Point-per-instance localization data:
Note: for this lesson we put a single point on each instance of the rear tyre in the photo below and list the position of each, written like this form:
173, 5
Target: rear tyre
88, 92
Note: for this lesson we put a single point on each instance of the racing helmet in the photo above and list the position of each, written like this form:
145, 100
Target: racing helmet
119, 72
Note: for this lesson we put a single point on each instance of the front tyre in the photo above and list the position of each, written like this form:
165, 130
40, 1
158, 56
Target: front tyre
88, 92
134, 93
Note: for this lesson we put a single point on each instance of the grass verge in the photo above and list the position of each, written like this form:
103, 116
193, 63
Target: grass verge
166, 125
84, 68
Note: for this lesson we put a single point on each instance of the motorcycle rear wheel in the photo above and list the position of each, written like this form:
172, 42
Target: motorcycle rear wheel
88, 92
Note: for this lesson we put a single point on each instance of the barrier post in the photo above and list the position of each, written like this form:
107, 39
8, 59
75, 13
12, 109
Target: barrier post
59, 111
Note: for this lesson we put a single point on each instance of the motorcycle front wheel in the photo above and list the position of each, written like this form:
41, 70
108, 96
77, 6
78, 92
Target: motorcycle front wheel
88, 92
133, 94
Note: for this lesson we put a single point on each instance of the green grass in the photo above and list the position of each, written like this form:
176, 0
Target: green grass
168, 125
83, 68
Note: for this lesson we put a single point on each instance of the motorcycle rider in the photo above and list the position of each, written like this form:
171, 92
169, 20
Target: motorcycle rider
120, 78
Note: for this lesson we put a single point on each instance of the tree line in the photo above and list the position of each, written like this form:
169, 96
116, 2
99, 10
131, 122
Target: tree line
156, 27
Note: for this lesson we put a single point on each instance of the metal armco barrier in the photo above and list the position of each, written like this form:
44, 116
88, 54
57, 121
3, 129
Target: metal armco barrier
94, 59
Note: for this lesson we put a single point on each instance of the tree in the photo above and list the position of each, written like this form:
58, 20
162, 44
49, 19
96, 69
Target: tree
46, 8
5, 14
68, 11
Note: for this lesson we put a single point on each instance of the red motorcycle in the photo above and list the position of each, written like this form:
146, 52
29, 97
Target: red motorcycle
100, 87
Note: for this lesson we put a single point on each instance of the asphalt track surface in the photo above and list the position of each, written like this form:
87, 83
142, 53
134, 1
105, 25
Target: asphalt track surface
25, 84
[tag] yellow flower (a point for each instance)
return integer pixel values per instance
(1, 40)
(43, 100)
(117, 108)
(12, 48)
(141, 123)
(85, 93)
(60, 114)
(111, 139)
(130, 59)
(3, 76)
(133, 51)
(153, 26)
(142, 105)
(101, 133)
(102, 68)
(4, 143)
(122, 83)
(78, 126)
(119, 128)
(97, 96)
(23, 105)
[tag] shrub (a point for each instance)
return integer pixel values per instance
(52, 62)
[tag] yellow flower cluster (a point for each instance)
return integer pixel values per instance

▶ [BRIEF]: Beginning with the line that has "[tag] yellow flower (a", set down each line through the last one above, exactly, and nothing else.

▶ [RESPONSE BOX]:
[tag] yellow flower (a point for each instance)
return integer pixel values per instance
(1, 40)
(43, 100)
(117, 108)
(12, 48)
(141, 123)
(85, 93)
(60, 114)
(111, 139)
(130, 59)
(3, 76)
(133, 51)
(153, 26)
(142, 105)
(101, 133)
(102, 68)
(4, 143)
(122, 83)
(78, 126)
(119, 128)
(97, 96)
(23, 105)
[tag] shrub (a point for each instance)
return integer pixel values per instance
(52, 62)
[tag] yellow flower cluster (a point for each instance)
return integer pixel values per instance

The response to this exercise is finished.